Stored records:
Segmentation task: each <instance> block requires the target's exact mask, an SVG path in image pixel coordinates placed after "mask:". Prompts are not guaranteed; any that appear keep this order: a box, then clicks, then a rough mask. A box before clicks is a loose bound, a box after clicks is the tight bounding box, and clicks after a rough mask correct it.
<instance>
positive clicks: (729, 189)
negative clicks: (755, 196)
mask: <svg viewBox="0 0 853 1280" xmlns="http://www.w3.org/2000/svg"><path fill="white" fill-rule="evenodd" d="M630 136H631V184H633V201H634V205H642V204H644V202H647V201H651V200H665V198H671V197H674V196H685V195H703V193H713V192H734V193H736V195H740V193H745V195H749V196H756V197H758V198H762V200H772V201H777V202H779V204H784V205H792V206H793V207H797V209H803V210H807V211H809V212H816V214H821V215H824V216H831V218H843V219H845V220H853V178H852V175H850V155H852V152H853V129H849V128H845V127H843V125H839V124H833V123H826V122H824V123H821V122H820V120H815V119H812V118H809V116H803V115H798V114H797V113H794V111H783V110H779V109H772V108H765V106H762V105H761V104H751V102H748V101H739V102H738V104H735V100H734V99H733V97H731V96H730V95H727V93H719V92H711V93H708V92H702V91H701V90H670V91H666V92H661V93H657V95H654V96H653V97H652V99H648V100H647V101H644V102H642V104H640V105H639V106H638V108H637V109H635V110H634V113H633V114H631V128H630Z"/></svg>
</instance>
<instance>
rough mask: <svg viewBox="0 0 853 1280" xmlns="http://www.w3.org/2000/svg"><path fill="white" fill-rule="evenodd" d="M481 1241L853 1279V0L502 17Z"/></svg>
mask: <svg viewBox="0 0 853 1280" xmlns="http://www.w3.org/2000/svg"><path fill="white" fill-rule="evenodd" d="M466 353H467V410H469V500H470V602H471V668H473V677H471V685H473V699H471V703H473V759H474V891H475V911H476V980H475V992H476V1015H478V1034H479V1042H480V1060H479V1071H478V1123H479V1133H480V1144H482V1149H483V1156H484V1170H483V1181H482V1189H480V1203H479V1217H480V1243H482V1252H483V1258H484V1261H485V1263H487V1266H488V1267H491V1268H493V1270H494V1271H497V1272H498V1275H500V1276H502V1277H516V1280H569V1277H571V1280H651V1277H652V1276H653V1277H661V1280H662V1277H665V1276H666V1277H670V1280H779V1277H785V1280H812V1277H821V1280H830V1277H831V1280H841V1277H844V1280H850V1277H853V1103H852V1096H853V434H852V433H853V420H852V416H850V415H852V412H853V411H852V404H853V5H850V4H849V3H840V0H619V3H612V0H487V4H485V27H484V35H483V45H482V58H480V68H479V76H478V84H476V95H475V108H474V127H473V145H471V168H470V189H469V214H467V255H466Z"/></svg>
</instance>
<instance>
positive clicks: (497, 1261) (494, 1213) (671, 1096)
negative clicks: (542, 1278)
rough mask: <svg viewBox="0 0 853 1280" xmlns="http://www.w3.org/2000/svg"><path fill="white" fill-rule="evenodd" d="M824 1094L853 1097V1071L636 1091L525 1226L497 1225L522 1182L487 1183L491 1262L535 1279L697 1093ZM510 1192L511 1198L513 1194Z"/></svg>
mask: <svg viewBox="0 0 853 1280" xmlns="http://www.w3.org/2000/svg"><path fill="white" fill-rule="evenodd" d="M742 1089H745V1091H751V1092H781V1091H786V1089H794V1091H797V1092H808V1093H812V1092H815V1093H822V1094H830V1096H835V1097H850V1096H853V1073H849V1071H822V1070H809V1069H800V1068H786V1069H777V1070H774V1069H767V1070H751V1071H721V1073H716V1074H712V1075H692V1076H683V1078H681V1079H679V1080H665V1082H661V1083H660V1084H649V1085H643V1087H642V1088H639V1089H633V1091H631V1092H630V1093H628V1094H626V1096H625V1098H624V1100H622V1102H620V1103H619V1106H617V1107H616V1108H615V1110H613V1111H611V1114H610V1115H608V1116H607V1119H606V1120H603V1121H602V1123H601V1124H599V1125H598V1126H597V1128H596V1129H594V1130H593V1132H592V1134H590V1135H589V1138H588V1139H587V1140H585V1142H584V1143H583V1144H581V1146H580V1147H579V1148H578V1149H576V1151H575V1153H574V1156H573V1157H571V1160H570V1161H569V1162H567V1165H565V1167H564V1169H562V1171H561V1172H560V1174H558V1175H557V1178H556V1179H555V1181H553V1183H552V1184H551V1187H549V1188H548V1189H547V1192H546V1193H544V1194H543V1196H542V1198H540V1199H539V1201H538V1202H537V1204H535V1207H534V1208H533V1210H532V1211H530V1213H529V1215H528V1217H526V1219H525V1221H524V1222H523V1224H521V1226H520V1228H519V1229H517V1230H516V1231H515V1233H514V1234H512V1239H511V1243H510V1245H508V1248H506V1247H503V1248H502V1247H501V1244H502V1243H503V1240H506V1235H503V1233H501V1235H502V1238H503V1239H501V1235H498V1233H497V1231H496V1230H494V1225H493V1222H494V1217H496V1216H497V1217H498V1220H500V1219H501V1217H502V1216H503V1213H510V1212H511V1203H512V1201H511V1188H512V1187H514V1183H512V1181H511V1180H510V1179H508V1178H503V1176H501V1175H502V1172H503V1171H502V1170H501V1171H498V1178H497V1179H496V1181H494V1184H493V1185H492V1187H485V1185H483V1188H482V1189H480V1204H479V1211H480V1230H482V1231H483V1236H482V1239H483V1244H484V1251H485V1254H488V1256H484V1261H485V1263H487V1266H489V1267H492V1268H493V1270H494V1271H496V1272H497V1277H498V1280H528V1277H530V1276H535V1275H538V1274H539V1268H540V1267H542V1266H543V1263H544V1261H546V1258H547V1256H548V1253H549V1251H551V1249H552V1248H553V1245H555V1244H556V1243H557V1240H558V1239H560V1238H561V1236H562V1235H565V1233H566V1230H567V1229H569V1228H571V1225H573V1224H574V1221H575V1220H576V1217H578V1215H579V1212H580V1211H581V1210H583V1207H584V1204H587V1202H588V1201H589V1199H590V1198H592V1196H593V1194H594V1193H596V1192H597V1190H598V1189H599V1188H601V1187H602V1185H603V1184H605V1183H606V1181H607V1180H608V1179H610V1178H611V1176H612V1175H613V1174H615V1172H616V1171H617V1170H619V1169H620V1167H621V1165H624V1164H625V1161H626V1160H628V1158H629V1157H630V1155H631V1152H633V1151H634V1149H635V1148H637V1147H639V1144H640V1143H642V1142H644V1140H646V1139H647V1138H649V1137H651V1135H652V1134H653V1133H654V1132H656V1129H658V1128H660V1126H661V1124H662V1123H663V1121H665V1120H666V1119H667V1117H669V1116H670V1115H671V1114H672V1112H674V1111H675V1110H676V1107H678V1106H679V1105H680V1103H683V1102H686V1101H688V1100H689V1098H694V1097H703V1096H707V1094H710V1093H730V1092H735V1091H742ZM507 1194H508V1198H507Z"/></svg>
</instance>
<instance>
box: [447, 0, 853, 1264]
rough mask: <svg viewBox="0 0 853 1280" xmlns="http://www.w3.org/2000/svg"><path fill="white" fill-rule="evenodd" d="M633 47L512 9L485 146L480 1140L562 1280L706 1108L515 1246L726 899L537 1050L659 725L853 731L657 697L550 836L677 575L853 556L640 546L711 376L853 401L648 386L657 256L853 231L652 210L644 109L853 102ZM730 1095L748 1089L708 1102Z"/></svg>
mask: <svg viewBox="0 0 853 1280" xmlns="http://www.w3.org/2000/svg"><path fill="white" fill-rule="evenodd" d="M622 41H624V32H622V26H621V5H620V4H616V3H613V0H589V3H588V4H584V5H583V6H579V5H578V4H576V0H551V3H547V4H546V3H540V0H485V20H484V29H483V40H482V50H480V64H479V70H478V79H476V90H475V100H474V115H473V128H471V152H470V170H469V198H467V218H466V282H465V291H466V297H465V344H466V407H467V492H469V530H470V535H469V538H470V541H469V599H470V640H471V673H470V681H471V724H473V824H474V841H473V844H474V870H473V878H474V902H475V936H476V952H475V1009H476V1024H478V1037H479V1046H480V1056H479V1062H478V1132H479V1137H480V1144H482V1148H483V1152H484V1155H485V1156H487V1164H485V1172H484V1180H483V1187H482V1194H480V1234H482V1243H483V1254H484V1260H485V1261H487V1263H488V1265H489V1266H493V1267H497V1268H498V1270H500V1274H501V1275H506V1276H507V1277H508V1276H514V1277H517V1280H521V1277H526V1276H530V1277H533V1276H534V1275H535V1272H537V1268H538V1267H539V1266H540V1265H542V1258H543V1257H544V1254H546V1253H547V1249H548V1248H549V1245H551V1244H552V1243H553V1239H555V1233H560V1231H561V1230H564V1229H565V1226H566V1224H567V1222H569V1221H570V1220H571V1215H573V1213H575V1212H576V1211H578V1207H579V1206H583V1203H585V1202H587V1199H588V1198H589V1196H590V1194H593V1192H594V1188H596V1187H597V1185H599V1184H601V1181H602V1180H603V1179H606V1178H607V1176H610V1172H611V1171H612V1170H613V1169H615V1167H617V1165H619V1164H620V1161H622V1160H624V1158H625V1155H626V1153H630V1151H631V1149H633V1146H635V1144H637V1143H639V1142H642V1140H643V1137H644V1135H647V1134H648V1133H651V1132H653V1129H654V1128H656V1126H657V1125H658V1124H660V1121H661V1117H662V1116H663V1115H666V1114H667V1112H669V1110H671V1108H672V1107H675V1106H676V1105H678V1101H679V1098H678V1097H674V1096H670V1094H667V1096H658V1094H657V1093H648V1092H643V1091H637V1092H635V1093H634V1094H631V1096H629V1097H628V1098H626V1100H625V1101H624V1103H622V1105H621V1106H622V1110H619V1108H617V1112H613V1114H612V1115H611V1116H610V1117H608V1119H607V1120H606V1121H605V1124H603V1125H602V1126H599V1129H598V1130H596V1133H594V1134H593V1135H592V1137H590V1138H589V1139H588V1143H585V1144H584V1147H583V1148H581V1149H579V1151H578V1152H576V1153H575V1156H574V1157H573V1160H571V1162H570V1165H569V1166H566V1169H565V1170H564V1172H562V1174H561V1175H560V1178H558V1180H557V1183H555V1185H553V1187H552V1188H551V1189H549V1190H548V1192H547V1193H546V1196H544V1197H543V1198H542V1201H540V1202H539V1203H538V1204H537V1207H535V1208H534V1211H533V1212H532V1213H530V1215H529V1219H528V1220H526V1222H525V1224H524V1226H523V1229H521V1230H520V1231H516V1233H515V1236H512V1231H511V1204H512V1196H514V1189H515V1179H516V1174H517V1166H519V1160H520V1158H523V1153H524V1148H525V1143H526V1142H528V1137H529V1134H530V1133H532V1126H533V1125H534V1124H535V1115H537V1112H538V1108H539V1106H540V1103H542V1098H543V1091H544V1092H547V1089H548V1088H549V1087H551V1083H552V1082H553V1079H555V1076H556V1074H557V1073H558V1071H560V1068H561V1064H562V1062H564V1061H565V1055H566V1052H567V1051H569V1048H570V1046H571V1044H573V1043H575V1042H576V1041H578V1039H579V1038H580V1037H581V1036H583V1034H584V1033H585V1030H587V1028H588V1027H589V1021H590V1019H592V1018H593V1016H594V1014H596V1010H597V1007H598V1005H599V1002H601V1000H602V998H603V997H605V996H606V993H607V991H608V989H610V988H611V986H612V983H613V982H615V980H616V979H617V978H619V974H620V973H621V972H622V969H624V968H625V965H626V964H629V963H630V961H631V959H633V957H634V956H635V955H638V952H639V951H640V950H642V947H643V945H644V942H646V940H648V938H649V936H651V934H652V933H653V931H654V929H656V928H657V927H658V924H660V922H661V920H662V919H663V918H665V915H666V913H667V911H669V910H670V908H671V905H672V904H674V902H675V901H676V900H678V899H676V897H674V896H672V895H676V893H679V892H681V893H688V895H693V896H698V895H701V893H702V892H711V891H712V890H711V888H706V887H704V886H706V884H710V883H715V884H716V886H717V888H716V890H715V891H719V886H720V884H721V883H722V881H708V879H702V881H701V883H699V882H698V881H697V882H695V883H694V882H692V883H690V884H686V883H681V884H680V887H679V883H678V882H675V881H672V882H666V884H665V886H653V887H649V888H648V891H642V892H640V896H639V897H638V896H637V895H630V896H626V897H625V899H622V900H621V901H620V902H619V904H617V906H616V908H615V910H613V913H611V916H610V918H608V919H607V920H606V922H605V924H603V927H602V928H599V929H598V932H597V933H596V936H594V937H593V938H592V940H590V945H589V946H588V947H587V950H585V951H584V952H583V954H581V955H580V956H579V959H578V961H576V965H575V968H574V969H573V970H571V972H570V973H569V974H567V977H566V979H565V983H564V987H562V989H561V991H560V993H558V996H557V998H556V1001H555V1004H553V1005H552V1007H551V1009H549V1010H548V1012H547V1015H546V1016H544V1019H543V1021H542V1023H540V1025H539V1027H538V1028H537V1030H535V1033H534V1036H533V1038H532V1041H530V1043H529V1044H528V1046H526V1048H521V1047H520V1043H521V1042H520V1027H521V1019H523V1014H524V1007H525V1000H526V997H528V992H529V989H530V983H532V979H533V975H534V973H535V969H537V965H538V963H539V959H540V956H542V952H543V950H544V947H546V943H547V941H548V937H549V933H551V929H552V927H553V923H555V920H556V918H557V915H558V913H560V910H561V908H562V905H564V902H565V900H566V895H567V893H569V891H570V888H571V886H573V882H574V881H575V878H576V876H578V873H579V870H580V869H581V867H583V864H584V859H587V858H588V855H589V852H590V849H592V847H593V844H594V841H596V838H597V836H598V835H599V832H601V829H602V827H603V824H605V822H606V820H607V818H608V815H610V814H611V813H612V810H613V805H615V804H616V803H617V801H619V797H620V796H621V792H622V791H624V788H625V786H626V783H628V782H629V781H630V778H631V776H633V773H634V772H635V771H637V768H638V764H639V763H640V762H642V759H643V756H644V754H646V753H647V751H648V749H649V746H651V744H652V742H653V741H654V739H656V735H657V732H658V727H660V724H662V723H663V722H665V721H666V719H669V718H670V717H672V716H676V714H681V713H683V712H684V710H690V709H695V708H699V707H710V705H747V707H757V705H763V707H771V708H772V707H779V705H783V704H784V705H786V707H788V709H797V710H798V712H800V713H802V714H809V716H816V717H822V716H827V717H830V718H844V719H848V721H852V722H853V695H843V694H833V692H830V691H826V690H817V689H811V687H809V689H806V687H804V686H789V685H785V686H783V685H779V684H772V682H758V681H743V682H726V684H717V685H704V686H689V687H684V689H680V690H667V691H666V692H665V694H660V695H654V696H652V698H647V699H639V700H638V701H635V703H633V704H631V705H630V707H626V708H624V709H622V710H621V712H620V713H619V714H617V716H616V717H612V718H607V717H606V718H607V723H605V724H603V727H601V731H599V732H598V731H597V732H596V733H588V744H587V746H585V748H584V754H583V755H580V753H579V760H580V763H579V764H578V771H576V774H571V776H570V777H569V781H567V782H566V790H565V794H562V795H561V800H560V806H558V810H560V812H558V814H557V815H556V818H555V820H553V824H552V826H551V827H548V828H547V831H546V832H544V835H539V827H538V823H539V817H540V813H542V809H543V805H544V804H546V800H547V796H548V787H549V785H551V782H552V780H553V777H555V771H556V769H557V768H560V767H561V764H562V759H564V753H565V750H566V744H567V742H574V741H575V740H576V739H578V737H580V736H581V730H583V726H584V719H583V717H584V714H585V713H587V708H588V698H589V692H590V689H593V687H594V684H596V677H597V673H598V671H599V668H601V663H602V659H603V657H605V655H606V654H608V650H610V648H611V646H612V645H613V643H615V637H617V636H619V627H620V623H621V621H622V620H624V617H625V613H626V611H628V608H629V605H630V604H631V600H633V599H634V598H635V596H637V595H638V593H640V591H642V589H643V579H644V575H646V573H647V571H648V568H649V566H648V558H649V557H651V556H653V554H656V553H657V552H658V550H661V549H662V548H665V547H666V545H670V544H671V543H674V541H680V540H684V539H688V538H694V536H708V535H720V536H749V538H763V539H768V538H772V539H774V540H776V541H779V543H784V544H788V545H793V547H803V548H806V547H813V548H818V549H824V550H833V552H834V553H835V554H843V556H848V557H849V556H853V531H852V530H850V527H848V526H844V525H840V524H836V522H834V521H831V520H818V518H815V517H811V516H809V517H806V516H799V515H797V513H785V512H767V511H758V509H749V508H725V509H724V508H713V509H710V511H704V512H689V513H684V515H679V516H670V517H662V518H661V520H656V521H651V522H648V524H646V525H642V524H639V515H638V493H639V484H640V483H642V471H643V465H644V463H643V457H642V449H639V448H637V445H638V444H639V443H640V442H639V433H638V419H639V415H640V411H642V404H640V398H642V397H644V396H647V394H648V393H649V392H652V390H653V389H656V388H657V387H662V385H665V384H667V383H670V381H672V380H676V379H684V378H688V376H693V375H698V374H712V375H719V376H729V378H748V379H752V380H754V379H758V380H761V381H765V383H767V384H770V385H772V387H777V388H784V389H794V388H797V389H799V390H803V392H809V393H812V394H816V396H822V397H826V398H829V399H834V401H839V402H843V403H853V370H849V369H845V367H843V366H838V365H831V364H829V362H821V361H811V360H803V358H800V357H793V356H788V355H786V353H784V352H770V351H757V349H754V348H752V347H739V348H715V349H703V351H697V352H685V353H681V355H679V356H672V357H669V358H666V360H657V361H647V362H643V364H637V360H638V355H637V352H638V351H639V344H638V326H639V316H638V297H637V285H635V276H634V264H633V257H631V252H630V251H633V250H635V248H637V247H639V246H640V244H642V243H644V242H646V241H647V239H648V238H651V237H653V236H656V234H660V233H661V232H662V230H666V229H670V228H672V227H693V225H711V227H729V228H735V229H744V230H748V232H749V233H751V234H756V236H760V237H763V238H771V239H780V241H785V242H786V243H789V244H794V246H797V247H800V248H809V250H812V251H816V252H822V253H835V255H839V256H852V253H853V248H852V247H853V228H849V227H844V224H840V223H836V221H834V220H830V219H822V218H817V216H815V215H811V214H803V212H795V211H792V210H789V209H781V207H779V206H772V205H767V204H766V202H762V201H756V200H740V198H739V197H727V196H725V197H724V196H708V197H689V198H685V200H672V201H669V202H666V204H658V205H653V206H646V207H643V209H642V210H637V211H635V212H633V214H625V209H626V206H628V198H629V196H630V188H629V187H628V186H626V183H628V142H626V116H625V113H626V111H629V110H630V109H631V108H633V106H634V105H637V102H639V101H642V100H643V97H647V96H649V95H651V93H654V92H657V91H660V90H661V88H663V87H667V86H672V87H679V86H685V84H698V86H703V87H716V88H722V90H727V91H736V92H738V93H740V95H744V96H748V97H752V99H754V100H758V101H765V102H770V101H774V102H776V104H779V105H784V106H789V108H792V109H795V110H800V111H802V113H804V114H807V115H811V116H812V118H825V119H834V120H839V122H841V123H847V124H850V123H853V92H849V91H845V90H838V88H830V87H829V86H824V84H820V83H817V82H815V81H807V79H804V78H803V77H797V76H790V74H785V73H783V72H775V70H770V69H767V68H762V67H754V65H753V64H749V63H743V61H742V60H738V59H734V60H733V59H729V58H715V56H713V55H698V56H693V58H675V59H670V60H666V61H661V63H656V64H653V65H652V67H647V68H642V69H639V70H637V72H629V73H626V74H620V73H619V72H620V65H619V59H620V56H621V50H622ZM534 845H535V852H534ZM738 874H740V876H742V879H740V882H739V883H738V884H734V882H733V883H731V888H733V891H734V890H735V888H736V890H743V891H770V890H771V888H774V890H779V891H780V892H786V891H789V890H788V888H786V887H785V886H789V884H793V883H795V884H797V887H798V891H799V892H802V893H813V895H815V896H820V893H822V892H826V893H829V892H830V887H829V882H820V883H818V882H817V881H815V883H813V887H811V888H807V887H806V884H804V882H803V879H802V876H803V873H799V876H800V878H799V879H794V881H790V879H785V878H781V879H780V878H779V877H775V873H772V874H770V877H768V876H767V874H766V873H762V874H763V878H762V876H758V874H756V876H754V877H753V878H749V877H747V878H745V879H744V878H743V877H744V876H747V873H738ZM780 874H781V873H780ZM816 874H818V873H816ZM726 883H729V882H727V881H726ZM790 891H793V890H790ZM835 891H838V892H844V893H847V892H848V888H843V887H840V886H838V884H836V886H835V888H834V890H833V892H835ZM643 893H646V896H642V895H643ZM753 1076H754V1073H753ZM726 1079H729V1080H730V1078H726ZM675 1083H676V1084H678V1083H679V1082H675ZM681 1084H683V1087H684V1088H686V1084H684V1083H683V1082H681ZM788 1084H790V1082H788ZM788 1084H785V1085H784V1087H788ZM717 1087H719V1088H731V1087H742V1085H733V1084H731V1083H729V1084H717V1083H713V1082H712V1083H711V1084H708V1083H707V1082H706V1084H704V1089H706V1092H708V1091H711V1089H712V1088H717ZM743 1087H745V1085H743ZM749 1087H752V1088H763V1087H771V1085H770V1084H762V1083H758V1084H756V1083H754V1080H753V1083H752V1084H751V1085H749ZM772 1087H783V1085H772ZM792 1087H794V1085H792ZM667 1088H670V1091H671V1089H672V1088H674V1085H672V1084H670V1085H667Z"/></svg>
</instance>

## [THE PROBLEM]
Every line above that holds "negative" counts once; state the total and nothing else.

## [RESPONSE TO THIS EXERCISE]
2